[TASK TO CARRY OUT] Locate each line of the records below that contains the string "infield" and copy those lines. Treat case as significant.

* START DATA PROVIDED *

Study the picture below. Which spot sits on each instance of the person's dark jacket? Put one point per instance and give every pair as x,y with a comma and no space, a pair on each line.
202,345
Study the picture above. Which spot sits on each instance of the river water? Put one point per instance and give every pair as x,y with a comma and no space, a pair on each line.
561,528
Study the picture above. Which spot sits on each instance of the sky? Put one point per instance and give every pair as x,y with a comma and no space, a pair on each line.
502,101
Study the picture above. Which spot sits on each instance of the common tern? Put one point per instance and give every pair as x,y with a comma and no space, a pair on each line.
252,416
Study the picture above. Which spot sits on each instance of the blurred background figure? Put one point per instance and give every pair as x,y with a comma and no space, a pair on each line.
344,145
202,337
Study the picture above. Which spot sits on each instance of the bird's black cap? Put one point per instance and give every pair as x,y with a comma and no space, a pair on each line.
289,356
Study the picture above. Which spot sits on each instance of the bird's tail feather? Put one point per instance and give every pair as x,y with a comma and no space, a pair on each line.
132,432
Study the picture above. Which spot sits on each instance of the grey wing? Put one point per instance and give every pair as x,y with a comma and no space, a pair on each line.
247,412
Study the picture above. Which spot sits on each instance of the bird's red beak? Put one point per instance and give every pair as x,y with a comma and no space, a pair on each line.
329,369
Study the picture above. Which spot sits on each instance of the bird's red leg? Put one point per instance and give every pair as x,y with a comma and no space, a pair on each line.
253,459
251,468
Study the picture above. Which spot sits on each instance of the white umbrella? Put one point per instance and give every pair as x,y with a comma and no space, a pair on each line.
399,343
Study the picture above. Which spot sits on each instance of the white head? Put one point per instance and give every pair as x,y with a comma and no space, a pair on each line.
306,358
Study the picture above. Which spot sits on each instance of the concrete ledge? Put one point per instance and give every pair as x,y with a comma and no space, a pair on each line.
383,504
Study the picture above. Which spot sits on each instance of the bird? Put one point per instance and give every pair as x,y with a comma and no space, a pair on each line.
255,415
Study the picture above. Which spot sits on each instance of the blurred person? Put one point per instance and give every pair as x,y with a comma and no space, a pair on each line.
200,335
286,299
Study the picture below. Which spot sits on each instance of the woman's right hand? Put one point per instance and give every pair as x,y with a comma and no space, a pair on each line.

* END DATA PROVIDED *
* START DATA PROVIDED *

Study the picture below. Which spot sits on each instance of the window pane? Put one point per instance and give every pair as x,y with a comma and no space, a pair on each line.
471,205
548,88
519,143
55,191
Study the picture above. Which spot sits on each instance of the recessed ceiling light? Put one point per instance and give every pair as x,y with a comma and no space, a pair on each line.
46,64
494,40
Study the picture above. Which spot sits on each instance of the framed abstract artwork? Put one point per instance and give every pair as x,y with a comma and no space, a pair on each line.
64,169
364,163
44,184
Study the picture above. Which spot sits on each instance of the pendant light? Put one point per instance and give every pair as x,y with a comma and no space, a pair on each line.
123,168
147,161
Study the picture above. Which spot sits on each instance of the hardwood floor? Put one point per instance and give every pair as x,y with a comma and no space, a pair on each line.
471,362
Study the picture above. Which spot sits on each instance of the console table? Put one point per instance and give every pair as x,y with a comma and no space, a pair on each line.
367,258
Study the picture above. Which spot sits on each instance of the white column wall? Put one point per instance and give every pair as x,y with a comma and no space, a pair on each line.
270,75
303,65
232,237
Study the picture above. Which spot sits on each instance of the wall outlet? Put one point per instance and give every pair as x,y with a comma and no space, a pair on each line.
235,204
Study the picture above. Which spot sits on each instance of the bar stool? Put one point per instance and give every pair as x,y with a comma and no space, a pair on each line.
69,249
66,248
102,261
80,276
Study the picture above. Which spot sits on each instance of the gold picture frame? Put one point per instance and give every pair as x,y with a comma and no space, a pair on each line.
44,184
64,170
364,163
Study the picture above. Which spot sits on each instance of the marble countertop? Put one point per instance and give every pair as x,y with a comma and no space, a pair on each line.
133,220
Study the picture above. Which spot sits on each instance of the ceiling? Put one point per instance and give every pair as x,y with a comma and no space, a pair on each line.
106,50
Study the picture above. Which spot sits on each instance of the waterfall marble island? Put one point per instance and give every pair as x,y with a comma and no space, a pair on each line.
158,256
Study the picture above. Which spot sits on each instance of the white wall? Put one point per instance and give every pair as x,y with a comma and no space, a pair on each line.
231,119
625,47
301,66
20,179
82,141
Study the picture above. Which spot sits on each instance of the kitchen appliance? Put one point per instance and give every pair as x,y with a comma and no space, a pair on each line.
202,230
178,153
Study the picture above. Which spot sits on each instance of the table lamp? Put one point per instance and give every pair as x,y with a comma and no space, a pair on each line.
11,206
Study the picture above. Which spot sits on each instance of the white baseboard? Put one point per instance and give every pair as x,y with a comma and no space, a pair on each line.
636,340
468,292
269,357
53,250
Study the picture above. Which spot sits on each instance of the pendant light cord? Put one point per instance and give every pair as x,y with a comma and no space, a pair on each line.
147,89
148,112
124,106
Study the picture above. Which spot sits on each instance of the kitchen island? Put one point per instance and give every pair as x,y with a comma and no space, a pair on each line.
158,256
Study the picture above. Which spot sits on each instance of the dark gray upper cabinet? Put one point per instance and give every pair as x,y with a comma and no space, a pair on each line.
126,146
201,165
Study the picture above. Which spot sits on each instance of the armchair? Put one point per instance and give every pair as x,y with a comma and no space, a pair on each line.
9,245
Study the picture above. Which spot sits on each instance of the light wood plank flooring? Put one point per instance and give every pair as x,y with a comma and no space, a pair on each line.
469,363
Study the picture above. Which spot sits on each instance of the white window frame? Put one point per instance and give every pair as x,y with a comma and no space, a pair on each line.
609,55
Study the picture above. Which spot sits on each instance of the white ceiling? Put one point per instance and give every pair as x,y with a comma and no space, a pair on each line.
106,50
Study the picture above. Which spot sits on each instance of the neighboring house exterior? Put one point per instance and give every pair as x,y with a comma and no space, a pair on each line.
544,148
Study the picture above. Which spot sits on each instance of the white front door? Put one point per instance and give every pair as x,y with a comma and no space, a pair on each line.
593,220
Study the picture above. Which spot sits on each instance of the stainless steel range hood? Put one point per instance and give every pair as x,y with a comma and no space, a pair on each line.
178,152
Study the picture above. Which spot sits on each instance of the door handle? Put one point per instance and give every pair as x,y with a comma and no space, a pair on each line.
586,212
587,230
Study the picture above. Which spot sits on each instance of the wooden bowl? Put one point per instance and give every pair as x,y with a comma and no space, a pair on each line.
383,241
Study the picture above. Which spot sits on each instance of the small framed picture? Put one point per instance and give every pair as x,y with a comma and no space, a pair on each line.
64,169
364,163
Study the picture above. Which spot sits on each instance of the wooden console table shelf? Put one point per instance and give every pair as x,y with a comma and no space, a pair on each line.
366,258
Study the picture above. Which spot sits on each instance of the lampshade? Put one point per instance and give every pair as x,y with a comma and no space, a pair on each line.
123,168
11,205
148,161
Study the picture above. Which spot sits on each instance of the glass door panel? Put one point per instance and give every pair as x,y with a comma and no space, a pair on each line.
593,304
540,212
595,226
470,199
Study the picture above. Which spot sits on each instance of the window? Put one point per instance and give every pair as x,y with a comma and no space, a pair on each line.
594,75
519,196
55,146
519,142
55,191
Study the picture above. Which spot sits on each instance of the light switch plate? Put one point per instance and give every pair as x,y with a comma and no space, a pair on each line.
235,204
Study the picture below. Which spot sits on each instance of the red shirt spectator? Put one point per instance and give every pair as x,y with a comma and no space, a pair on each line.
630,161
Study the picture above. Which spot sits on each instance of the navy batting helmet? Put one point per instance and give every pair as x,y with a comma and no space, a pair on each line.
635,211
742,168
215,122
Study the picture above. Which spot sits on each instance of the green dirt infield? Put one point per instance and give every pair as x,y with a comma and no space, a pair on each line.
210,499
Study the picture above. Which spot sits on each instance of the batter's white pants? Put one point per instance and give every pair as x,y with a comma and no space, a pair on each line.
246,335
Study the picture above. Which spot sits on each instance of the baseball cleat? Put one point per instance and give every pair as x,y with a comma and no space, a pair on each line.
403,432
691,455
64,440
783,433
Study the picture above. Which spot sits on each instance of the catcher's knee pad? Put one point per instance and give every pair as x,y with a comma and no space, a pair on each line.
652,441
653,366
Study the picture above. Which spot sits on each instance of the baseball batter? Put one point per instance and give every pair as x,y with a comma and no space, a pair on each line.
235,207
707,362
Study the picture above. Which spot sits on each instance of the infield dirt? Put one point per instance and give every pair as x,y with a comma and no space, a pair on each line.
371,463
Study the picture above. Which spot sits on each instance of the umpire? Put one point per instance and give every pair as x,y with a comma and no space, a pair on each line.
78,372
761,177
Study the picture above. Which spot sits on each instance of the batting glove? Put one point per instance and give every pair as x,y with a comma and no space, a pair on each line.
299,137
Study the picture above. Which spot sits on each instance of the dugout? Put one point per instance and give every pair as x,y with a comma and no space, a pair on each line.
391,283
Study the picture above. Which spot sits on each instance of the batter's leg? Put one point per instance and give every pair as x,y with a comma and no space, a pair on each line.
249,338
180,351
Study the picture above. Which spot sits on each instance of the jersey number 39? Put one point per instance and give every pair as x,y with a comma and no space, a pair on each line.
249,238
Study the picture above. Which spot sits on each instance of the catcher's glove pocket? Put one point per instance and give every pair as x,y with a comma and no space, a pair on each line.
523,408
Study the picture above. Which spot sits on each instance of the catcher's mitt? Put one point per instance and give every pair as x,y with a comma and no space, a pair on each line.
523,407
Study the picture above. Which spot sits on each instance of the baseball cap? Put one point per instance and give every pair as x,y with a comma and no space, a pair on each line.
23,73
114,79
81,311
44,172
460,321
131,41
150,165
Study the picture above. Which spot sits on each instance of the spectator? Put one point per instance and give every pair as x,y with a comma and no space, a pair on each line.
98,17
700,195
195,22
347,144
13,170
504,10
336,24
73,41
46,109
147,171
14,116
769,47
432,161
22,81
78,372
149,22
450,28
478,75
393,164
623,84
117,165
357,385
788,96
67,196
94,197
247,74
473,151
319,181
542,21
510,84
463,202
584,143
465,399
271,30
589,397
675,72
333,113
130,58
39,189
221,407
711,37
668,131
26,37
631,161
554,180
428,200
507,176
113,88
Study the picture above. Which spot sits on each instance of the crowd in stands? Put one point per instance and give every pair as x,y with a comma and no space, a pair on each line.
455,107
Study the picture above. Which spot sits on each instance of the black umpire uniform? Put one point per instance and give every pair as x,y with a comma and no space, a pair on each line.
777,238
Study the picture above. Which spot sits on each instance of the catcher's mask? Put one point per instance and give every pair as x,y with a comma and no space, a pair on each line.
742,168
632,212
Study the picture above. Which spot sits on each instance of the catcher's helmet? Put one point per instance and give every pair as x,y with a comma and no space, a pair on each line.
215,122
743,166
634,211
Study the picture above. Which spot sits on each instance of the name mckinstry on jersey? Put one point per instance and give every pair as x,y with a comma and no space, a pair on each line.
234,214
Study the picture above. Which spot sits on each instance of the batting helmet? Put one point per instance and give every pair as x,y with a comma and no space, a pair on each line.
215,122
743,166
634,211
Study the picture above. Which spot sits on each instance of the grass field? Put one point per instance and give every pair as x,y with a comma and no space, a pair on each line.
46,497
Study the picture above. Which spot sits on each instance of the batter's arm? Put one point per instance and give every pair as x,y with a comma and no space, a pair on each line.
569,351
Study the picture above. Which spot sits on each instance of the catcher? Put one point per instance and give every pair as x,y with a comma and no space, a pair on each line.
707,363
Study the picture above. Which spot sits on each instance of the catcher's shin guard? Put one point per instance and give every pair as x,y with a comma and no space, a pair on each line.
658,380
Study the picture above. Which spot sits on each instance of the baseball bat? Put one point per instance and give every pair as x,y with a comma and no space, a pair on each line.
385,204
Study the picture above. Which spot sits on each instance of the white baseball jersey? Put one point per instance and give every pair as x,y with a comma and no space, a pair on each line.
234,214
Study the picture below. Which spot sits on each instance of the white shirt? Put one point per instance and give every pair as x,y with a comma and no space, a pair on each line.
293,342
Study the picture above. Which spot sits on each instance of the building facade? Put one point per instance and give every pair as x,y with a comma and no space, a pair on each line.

* END DATA PROVIDED *
* START DATA PROVIDED *

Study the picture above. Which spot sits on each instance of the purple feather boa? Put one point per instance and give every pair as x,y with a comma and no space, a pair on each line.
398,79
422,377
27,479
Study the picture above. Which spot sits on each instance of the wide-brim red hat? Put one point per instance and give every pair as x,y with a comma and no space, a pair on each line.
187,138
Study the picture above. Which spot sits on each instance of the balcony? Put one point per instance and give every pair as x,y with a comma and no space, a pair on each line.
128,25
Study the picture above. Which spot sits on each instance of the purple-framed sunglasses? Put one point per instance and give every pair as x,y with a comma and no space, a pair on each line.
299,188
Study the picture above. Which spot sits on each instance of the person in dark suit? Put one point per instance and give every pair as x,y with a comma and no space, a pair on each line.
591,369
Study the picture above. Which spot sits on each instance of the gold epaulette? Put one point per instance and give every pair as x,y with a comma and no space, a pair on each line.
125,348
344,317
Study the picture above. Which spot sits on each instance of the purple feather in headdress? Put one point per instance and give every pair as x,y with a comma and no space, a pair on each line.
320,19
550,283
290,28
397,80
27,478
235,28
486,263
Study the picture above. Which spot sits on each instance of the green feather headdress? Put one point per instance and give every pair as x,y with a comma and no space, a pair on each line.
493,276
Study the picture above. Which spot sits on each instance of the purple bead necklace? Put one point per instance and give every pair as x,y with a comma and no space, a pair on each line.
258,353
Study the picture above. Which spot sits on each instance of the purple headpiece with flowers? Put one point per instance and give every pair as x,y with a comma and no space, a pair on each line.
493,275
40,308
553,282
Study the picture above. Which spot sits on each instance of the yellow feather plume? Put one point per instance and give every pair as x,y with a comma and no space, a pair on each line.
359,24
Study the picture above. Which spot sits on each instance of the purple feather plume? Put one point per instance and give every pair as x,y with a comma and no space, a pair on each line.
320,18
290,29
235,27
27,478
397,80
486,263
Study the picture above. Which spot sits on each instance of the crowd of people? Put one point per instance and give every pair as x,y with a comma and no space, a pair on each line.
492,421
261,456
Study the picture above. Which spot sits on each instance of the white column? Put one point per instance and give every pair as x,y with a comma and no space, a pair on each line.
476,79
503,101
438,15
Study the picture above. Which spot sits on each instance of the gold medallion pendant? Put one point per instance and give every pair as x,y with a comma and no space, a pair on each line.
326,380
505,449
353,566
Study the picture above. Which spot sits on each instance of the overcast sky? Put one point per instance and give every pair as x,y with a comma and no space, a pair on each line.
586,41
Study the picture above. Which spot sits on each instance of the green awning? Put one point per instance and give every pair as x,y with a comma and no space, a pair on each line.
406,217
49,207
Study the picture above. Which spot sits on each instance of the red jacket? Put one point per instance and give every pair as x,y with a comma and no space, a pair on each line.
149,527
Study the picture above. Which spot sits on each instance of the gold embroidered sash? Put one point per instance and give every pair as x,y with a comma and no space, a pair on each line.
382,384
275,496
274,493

* END DATA PROVIDED *

[OUTPUT]
Study the picture above. Which spot sits on each instance of the green dirt infield? Put one point per instance and give every pair as x,y with a comma and no space, a pair on each line.
Study the picture above. Which spot sits on each instance of the infield dirt? Put one point per instance and give every pair as x,y with a comma and no space, a pair on each line.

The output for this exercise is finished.